### DATASET CONTENT

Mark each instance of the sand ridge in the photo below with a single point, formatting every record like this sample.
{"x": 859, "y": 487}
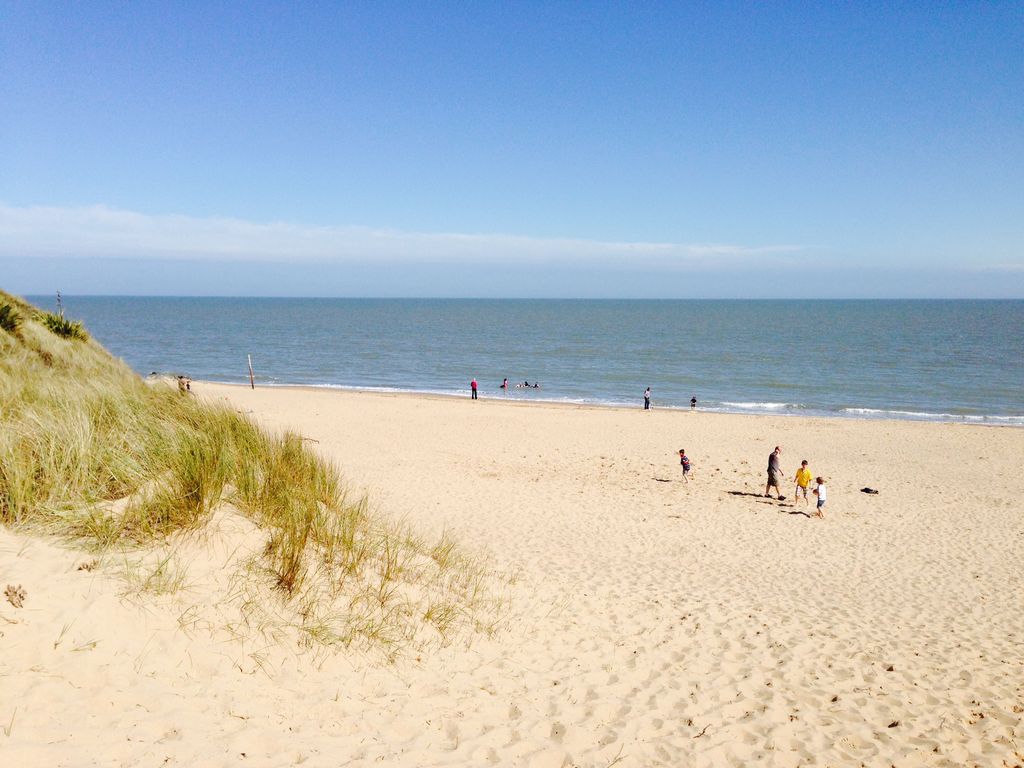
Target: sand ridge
{"x": 654, "y": 623}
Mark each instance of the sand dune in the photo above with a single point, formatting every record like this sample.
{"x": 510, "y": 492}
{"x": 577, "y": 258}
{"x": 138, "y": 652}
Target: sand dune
{"x": 651, "y": 623}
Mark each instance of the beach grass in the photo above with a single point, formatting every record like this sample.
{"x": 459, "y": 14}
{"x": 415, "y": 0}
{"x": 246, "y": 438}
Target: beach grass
{"x": 93, "y": 454}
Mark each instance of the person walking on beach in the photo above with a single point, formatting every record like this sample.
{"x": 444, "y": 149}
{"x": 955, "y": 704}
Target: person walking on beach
{"x": 685, "y": 464}
{"x": 803, "y": 479}
{"x": 774, "y": 474}
{"x": 819, "y": 492}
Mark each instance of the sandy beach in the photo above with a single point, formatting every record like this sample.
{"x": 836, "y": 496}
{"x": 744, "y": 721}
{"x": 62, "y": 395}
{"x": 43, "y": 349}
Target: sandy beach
{"x": 649, "y": 622}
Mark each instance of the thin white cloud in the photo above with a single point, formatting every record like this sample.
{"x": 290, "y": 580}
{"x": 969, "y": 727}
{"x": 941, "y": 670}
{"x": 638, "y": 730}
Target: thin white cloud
{"x": 101, "y": 231}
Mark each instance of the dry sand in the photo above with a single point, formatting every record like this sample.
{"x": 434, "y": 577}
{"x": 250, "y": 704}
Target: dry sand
{"x": 653, "y": 623}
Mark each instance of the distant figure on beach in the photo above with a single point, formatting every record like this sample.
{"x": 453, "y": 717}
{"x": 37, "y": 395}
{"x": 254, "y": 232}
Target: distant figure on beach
{"x": 803, "y": 479}
{"x": 819, "y": 492}
{"x": 774, "y": 474}
{"x": 685, "y": 464}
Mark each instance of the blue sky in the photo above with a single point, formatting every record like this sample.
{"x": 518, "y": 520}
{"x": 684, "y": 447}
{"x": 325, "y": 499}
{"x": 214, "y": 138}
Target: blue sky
{"x": 513, "y": 148}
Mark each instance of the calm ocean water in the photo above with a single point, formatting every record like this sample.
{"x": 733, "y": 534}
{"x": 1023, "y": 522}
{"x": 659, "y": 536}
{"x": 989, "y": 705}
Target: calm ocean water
{"x": 947, "y": 360}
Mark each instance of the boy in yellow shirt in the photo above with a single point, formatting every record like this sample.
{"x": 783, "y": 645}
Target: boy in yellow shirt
{"x": 803, "y": 480}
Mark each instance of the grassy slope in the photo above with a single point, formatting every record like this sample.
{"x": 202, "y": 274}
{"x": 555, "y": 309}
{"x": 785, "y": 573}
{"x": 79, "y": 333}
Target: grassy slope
{"x": 90, "y": 452}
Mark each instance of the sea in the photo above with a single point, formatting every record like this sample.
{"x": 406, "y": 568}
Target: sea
{"x": 951, "y": 360}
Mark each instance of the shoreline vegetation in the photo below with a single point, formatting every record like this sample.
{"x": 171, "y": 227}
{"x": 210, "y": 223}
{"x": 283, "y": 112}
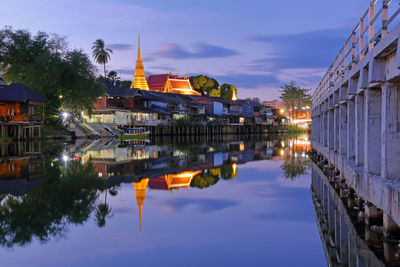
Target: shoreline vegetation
{"x": 69, "y": 80}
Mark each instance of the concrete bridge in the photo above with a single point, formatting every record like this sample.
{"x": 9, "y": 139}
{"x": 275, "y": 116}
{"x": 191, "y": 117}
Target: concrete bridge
{"x": 352, "y": 233}
{"x": 356, "y": 109}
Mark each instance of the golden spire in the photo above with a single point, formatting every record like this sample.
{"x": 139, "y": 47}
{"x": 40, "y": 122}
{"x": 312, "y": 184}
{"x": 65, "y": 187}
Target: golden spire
{"x": 140, "y": 190}
{"x": 139, "y": 79}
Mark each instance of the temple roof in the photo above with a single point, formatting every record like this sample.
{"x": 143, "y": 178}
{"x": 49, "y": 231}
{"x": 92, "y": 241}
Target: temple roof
{"x": 157, "y": 82}
{"x": 17, "y": 92}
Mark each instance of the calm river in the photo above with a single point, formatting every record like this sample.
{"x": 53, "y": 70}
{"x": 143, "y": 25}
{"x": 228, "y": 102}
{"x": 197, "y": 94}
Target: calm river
{"x": 160, "y": 203}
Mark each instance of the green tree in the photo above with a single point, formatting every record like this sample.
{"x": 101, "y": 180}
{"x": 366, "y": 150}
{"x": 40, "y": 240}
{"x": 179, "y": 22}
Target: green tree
{"x": 113, "y": 76}
{"x": 204, "y": 180}
{"x": 215, "y": 93}
{"x": 294, "y": 97}
{"x": 228, "y": 91}
{"x": 203, "y": 84}
{"x": 44, "y": 63}
{"x": 101, "y": 54}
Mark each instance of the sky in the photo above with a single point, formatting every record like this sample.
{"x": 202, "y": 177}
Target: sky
{"x": 257, "y": 45}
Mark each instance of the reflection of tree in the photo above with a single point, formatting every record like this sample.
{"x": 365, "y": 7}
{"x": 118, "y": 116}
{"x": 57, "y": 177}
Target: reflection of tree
{"x": 227, "y": 172}
{"x": 295, "y": 164}
{"x": 46, "y": 211}
{"x": 102, "y": 211}
{"x": 293, "y": 167}
{"x": 204, "y": 180}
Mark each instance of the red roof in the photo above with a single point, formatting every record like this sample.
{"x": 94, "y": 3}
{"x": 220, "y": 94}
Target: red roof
{"x": 180, "y": 84}
{"x": 157, "y": 82}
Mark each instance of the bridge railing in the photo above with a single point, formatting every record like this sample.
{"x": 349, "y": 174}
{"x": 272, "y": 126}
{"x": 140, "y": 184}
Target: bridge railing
{"x": 373, "y": 26}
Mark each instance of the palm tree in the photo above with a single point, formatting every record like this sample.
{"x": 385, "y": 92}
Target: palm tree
{"x": 101, "y": 54}
{"x": 294, "y": 97}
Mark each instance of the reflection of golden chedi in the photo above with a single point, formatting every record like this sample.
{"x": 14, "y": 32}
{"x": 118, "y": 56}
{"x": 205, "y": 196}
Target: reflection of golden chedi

### EXERCISE INSTRUCTIONS
Without the pictures, write out every entry precisely as it appears.

### RESPONSE BELOW
Mark each instance of the sand ridge in the photo below with a single point, formatting every record like this sample.
{"x": 859, "y": 487}
Target: sand ridge
{"x": 654, "y": 623}
Mark each instance of the sand dune in the photo above with a single point, formatting every record like this sample.
{"x": 510, "y": 492}
{"x": 577, "y": 258}
{"x": 138, "y": 652}
Target: sand dune
{"x": 651, "y": 623}
Mark each instance of the beach grass in the photo above with a single point, formatting every record like this sample.
{"x": 459, "y": 14}
{"x": 415, "y": 0}
{"x": 246, "y": 438}
Target: beach grass
{"x": 93, "y": 454}
Mark each instance of the person walking on beach in the photo above with a single point, formatting every record like this sample.
{"x": 444, "y": 149}
{"x": 955, "y": 704}
Target: person walking on beach
{"x": 685, "y": 464}
{"x": 803, "y": 479}
{"x": 774, "y": 474}
{"x": 819, "y": 492}
Mark each instance of the sandy beach in the photo above with a single point, formatting every record like this sample.
{"x": 836, "y": 496}
{"x": 744, "y": 721}
{"x": 62, "y": 395}
{"x": 43, "y": 349}
Target: sandy beach
{"x": 649, "y": 622}
Mark each instance of the thin white cloud in the photo above with a single point, formatting every record like this sample.
{"x": 290, "y": 580}
{"x": 969, "y": 727}
{"x": 941, "y": 670}
{"x": 638, "y": 730}
Target: thin white cloud
{"x": 101, "y": 231}
Mark each instance of the dry sand in the photo above with a single point, formatting every record like this sample.
{"x": 434, "y": 577}
{"x": 250, "y": 704}
Target: dry sand
{"x": 653, "y": 623}
Mark each instance of the distant figure on beach in the photo above with a single point, formatting every record like this sample.
{"x": 453, "y": 717}
{"x": 37, "y": 395}
{"x": 254, "y": 232}
Target: distant figure on beach
{"x": 803, "y": 479}
{"x": 819, "y": 492}
{"x": 774, "y": 474}
{"x": 685, "y": 464}
Mark each instance of the blue sky in the photo above with a single point, formatting every record like this sample.
{"x": 518, "y": 520}
{"x": 684, "y": 447}
{"x": 325, "y": 499}
{"x": 214, "y": 138}
Target: blue sky
{"x": 513, "y": 148}
Mark each instance of the calm ocean water in the photo above with a single point, formatting every record like this sample.
{"x": 733, "y": 534}
{"x": 1023, "y": 522}
{"x": 659, "y": 536}
{"x": 989, "y": 705}
Target: calm ocean water
{"x": 947, "y": 360}
Mark each instance of the boy in yellow shirt in the photo above with a single point, formatting every record like this sample.
{"x": 783, "y": 645}
Target: boy in yellow shirt
{"x": 803, "y": 480}
Mark each instance of the grassy slope in the photo above with a single point, formatting every record like this sample.
{"x": 202, "y": 274}
{"x": 555, "y": 309}
{"x": 785, "y": 573}
{"x": 79, "y": 333}
Target: grassy slope
{"x": 90, "y": 452}
Mark each instance of the sea in the photo above with a single point, formatting every record like this sample.
{"x": 406, "y": 568}
Target: sea
{"x": 951, "y": 360}
Mark each instance of the shoreline vegetation in the photo below with a single point, formatting every record like this sample.
{"x": 171, "y": 227}
{"x": 210, "y": 223}
{"x": 283, "y": 112}
Target: shoreline vegetation
{"x": 69, "y": 80}
Mark each instance of the concrete bridge in the photo above with a single point, formatting every record like this sample.
{"x": 9, "y": 139}
{"x": 275, "y": 116}
{"x": 191, "y": 117}
Target: concrete bridge
{"x": 352, "y": 233}
{"x": 356, "y": 109}
Mark each instance of the golden spire in the photo above with a single point, formatting every record like this sample.
{"x": 139, "y": 47}
{"x": 40, "y": 122}
{"x": 312, "y": 184}
{"x": 65, "y": 187}
Target: golden spire
{"x": 140, "y": 190}
{"x": 139, "y": 79}
Mark each instance of the temple roof in the photo above with a single point, formatting every record like this sample.
{"x": 143, "y": 178}
{"x": 49, "y": 231}
{"x": 92, "y": 241}
Target: temple roof
{"x": 157, "y": 82}
{"x": 17, "y": 92}
Mark each instance of the calm river in the photo above with a single point, formatting every record like this sample.
{"x": 53, "y": 70}
{"x": 143, "y": 25}
{"x": 228, "y": 102}
{"x": 197, "y": 94}
Target: calm river
{"x": 160, "y": 203}
Mark each instance of the green tree in the photo above with a single point, formatting every record like this sample.
{"x": 101, "y": 180}
{"x": 366, "y": 150}
{"x": 40, "y": 240}
{"x": 179, "y": 22}
Target: green tree
{"x": 113, "y": 76}
{"x": 204, "y": 180}
{"x": 215, "y": 93}
{"x": 294, "y": 97}
{"x": 228, "y": 91}
{"x": 203, "y": 84}
{"x": 44, "y": 63}
{"x": 101, "y": 54}
Mark each instance of the sky in the photo above with a single point, formatting every record like this sample.
{"x": 202, "y": 177}
Target: sky
{"x": 257, "y": 45}
Mark each instance of the reflection of tree in the photo above with a single point, formatting every record like this sample.
{"x": 365, "y": 7}
{"x": 118, "y": 116}
{"x": 57, "y": 177}
Target: reflection of tree
{"x": 227, "y": 172}
{"x": 295, "y": 164}
{"x": 46, "y": 211}
{"x": 102, "y": 211}
{"x": 293, "y": 167}
{"x": 204, "y": 180}
Mark each instance of the red roof in the photo above with a single point, formatting every record like this sample.
{"x": 94, "y": 3}
{"x": 220, "y": 94}
Target: red roof
{"x": 180, "y": 84}
{"x": 157, "y": 82}
Mark each instance of the bridge railing in the photo above with a single point, formatting every record like this sample.
{"x": 349, "y": 174}
{"x": 272, "y": 126}
{"x": 140, "y": 184}
Target: bridge railing
{"x": 373, "y": 26}
Mark each instance of the palm tree in the photo above with a single point, formatting every record like this sample.
{"x": 385, "y": 92}
Target: palm tree
{"x": 101, "y": 54}
{"x": 294, "y": 97}
Mark each instance of the reflection of golden chedi in the photo above with a single point, formatting every record like this sample.
{"x": 14, "y": 32}
{"x": 118, "y": 56}
{"x": 205, "y": 196}
Target: reflection of golden chedi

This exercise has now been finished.